→ **Challenge**: Below are some records; give them all again exactly, but not the pictures.

BEGIN Data section

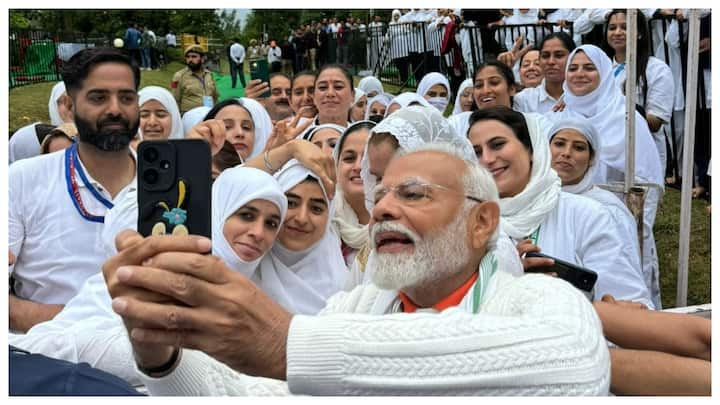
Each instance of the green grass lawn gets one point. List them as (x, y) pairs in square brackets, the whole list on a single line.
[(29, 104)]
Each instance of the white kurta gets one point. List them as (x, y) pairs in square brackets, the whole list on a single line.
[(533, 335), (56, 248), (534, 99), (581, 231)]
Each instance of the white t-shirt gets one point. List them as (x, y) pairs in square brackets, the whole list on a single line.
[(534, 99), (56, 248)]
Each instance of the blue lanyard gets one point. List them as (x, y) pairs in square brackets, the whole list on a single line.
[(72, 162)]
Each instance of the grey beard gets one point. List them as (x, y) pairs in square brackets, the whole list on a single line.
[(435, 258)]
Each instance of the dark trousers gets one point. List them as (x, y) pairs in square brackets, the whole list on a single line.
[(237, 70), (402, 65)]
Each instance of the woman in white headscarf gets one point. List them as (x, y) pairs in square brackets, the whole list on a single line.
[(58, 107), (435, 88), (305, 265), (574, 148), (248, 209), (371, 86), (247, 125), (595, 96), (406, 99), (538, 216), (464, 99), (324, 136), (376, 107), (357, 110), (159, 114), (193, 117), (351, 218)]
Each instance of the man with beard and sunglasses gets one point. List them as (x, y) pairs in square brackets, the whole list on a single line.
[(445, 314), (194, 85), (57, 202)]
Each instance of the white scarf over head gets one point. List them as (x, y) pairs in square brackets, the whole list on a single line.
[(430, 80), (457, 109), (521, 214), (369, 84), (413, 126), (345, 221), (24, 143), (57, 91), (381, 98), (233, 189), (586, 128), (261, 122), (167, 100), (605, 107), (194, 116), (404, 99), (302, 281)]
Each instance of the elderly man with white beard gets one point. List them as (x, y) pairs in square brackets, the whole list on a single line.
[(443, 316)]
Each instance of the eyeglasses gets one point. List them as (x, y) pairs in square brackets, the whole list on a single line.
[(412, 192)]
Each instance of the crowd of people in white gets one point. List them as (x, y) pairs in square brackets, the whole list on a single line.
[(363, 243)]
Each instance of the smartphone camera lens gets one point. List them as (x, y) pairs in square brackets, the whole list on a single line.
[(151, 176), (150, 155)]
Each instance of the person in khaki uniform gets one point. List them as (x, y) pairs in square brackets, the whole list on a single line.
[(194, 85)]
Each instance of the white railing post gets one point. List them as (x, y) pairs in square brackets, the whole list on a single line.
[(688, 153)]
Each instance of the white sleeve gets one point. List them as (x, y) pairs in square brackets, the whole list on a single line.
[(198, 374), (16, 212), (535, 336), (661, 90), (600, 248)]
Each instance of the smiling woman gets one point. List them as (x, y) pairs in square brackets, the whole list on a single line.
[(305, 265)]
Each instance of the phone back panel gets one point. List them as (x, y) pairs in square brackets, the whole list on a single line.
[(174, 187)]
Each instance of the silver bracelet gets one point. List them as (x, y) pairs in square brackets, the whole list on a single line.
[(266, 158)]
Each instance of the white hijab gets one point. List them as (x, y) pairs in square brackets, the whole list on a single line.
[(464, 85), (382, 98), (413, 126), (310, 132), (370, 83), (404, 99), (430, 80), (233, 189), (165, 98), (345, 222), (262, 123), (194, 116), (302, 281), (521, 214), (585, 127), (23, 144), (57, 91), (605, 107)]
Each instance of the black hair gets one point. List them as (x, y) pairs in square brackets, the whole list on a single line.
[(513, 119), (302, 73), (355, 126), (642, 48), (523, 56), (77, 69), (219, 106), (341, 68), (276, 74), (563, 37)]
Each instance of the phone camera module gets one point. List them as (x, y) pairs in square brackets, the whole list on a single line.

END Data section

→ **The solution**:
Each instance of the green grass lawn gets one point. List them as (x, y) pairs in square brackets, the whole list on a single line.
[(29, 104)]
Each instance of the white kurta gets one point. List them as (x, y) pairs in square brackets, the whole list on a single line.
[(533, 335), (56, 248), (534, 99), (581, 231)]
Each instance of the white t-shirt gets one point. List them as (x, y) pairs in square brackets, the whole list on a single line.
[(534, 99), (56, 248)]
Each instance of the blue lanyard gets one point. List them as (x, y) pairs in square brackets, the whole list on a single line.
[(72, 162)]
Each instance of the grey beard gets one point. List them as (x, y) pairs in square brackets, the whole list on a single line.
[(435, 258)]
Each instance of the dark trousers gets one point. List them as (x, y) pairs in square brackets, the whole list on a single line.
[(237, 70), (402, 65)]
Each instance of the woman in white headscarf gets one point. List them as (x, y) pairs in square brackets, the whole list on a single line.
[(58, 107), (435, 88), (305, 265), (574, 148), (248, 209), (371, 86), (247, 125), (595, 96), (406, 99), (538, 216), (464, 99), (324, 136), (376, 107), (357, 110), (159, 114), (193, 117), (351, 218)]
Each instance of the man with beard and sunglasses gets one point. List them as (x, y) pairs in square brackets, the whole list on a single line.
[(445, 314), (194, 85), (57, 202)]
Each instance of the white scarf over head gets one point. List them as (x, y) pairs in square brackets, the whole list on a single line.
[(430, 80), (457, 109), (521, 214), (369, 84), (413, 126), (345, 221), (24, 143), (57, 91), (381, 98), (233, 189), (586, 128), (261, 122), (167, 100), (605, 107), (194, 116), (404, 99), (302, 281)]
Each instance of the elderly man with white beard gets one point. List them as (x, y) pairs in square brackets, the whole list on a single line.
[(443, 316)]
Each instance of the eyeglasses gets one point. List them as (x, y) pairs in square brackets, the whole list on a single line.
[(412, 192)]
Each instance of the crowd of people in white gets one point. List them as (x, y) pairs in square brackets, the whole list on a single line.
[(363, 243)]
Each instance of the smartphone camera lens gets one point. List them as (x, y) pairs in square brackets, the whole list on a single line.
[(151, 176), (150, 155)]
Each instance of the person in khaki uniform gets one point. List them as (x, y) pairs in square brackets, the whole list on a single line.
[(194, 85)]
Each instance of the white railing post gets one point. List them as (x, y) pairs in square brackets, the whole list on a single line.
[(688, 153)]
Each instance of the white sleeve gets one point. List them as (x, y) pairs in square brackets, the whole list on a single line.
[(198, 374), (16, 212), (535, 336), (661, 90), (600, 248)]
Each instance of the smiling woman gets one point. List them as (x, y) pairs in square brackets, the whole list on a single line.
[(305, 265)]
Each instance of the phone back panel gets one point. List them as (x, y) pairs in square brackets, the whole list on a single line.
[(174, 187)]
Each instance of the silver bracelet gets one point. List them as (x, y) pairs in square brackets, the whole list on a single line.
[(266, 158)]
Each instance of the white hijab gets one point. List them as (x, y) pairs in square brackets, the whole list on a single line.
[(464, 85), (382, 98), (413, 126), (310, 132), (370, 83), (404, 99), (430, 80), (233, 189), (165, 98), (345, 222), (262, 123), (194, 116), (302, 281), (521, 214), (585, 127), (23, 144), (57, 91), (605, 107)]
Each instance of the black hair gets one point. List them as (x, y) pairs in square brackets, the whole list on a single line.
[(513, 119), (302, 73), (355, 126), (642, 48), (523, 56), (77, 69), (219, 106), (341, 68), (276, 74), (563, 37)]
Each instance of the phone camera module gets one point. List them as (x, y) pairs in square brackets, the whole list on a single line.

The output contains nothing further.